WHAT YOU SHOULD DO
For this exercise, retype the lines from the one that holds "Query: crowd of spectators" through the one that holds "Query: black bar at bottom" in the records below, both included, exactly and without pictures.

SOURCE INFORMATION
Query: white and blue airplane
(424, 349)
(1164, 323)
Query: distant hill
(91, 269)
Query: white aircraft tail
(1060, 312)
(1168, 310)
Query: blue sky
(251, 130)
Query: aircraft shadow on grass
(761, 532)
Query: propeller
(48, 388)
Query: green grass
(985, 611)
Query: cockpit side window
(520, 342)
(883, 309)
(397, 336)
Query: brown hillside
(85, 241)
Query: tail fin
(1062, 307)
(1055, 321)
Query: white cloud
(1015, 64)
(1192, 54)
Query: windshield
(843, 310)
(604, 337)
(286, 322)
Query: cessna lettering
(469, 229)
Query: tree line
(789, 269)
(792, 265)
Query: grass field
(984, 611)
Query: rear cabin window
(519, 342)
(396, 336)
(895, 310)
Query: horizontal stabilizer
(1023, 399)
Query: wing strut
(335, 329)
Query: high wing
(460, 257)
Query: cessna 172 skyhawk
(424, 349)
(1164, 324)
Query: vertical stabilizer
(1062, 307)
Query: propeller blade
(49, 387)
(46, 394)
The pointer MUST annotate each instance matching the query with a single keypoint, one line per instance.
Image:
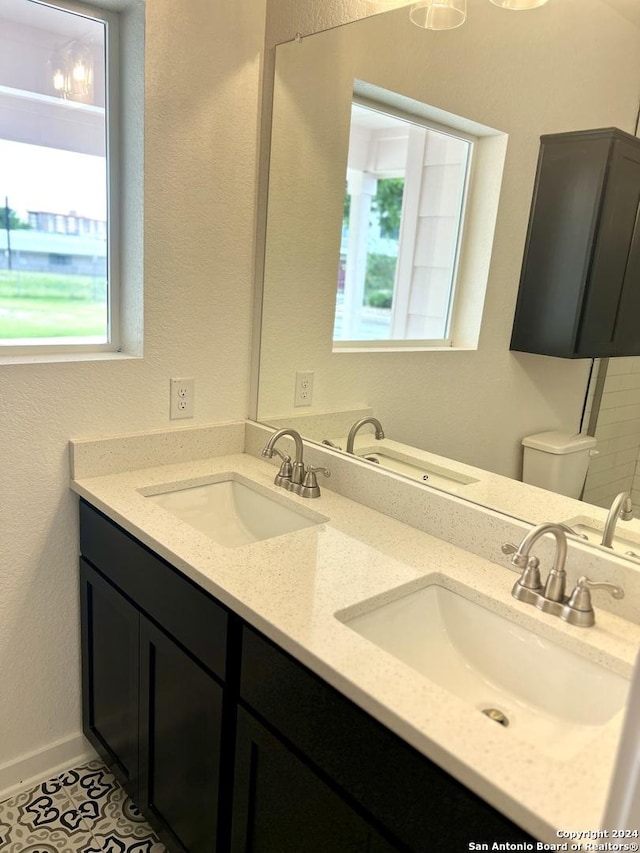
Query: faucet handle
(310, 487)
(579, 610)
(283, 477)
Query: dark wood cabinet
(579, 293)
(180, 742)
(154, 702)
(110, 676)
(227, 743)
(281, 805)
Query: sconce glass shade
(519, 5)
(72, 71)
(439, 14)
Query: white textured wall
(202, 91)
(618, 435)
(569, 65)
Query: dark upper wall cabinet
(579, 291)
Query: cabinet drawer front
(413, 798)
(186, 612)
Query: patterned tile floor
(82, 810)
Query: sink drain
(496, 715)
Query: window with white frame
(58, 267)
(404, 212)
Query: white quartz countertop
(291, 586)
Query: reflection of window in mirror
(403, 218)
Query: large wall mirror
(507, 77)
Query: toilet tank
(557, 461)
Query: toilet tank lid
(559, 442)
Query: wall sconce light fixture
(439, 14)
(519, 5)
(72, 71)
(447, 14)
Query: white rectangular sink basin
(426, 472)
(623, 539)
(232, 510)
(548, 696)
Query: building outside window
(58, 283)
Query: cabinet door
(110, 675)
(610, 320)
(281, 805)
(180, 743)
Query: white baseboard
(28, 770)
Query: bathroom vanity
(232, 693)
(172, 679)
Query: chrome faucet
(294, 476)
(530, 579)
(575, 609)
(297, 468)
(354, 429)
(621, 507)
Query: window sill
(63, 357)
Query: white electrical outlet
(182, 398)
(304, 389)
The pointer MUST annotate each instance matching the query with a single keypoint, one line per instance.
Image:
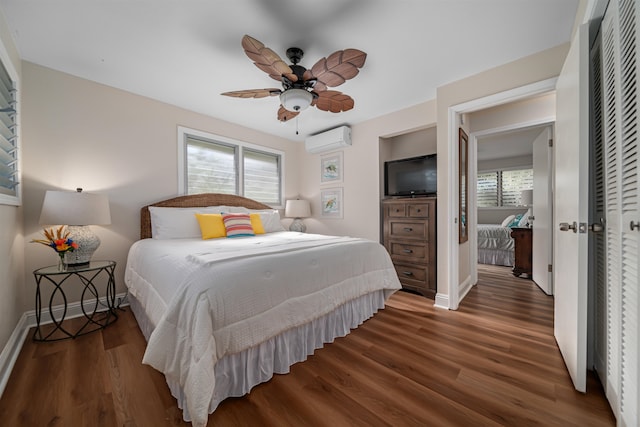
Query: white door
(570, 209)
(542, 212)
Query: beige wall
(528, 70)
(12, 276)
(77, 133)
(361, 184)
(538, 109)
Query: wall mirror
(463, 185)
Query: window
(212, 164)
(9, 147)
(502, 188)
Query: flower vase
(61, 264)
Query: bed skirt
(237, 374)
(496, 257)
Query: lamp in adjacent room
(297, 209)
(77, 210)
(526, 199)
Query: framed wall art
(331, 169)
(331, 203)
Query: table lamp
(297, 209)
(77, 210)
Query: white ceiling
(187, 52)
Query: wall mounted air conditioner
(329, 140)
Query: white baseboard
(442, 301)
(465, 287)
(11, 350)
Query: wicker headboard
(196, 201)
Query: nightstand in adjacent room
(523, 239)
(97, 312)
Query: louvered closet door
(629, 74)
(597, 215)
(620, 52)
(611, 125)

...

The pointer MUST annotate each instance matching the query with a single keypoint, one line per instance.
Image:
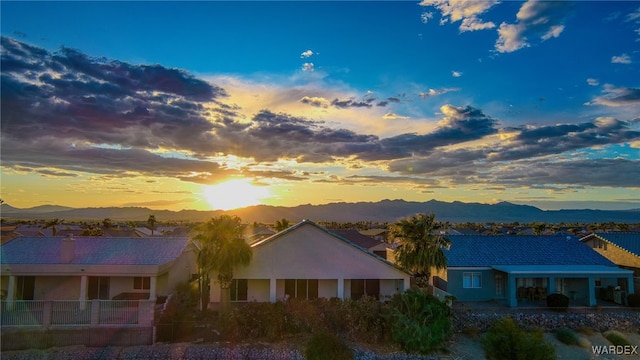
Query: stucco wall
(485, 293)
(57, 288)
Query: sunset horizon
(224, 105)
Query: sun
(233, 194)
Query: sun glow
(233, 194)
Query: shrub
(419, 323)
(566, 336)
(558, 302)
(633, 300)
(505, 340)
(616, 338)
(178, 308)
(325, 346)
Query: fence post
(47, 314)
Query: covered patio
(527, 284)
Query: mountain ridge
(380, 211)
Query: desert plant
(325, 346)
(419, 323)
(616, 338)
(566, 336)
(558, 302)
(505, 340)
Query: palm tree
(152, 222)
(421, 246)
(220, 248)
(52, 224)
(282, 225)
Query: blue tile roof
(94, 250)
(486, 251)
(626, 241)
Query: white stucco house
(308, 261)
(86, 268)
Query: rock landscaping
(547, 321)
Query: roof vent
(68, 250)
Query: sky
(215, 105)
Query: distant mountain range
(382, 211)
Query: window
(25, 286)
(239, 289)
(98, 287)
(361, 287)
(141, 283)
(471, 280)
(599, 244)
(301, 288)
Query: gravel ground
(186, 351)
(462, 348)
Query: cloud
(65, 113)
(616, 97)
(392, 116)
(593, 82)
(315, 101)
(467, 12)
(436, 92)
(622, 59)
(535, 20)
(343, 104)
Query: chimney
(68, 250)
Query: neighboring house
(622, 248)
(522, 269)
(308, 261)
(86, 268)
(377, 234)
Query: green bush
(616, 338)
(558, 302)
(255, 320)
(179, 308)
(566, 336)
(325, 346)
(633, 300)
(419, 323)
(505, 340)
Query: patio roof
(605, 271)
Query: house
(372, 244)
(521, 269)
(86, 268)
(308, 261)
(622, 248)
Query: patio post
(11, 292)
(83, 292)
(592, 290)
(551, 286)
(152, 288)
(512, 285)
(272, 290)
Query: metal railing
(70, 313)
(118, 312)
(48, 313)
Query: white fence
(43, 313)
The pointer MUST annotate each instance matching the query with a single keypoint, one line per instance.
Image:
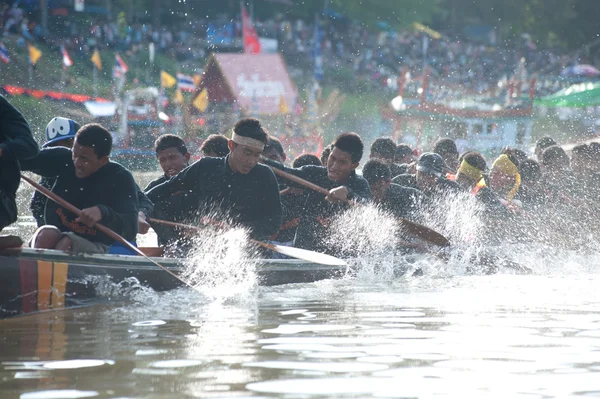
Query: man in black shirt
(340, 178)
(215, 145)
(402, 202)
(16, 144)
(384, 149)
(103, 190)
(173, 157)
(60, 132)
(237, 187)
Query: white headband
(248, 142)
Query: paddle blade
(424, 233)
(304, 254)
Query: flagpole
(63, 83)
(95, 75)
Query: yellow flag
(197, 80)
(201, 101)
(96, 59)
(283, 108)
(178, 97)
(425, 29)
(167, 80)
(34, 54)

...

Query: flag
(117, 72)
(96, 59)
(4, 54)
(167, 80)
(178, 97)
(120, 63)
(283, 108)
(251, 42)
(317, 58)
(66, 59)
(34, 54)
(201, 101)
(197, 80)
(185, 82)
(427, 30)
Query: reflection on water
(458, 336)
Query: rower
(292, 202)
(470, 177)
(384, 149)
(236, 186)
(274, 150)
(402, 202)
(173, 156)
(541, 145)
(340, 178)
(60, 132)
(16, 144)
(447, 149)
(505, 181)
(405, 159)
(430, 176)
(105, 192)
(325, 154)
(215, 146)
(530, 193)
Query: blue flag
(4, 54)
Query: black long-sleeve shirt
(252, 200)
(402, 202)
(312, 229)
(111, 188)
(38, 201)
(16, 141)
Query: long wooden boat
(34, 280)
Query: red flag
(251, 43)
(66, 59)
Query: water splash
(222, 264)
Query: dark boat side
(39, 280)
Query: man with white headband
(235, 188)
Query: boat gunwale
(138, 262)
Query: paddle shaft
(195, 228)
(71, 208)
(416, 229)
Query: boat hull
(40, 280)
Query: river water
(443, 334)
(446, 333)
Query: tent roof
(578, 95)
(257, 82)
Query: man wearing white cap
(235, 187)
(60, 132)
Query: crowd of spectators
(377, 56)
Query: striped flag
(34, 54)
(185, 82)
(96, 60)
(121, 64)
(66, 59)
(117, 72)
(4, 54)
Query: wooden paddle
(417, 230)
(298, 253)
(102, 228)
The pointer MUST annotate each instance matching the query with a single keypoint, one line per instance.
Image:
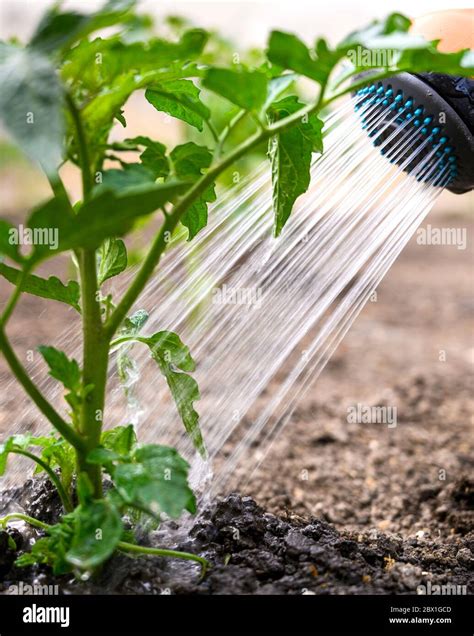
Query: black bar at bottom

SOLUTION FOR THIS TASK
Query: crowd of spectators
(377, 56)
Query: striped flag
(34, 54)
(185, 82)
(96, 60)
(121, 64)
(66, 59)
(117, 72)
(4, 54)
Query: wooden paddle
(417, 230)
(298, 253)
(102, 228)
The pointer MUST annotate each instance matching the query with a single keypoint, one line per instance.
Image:
Query: black bar at bottom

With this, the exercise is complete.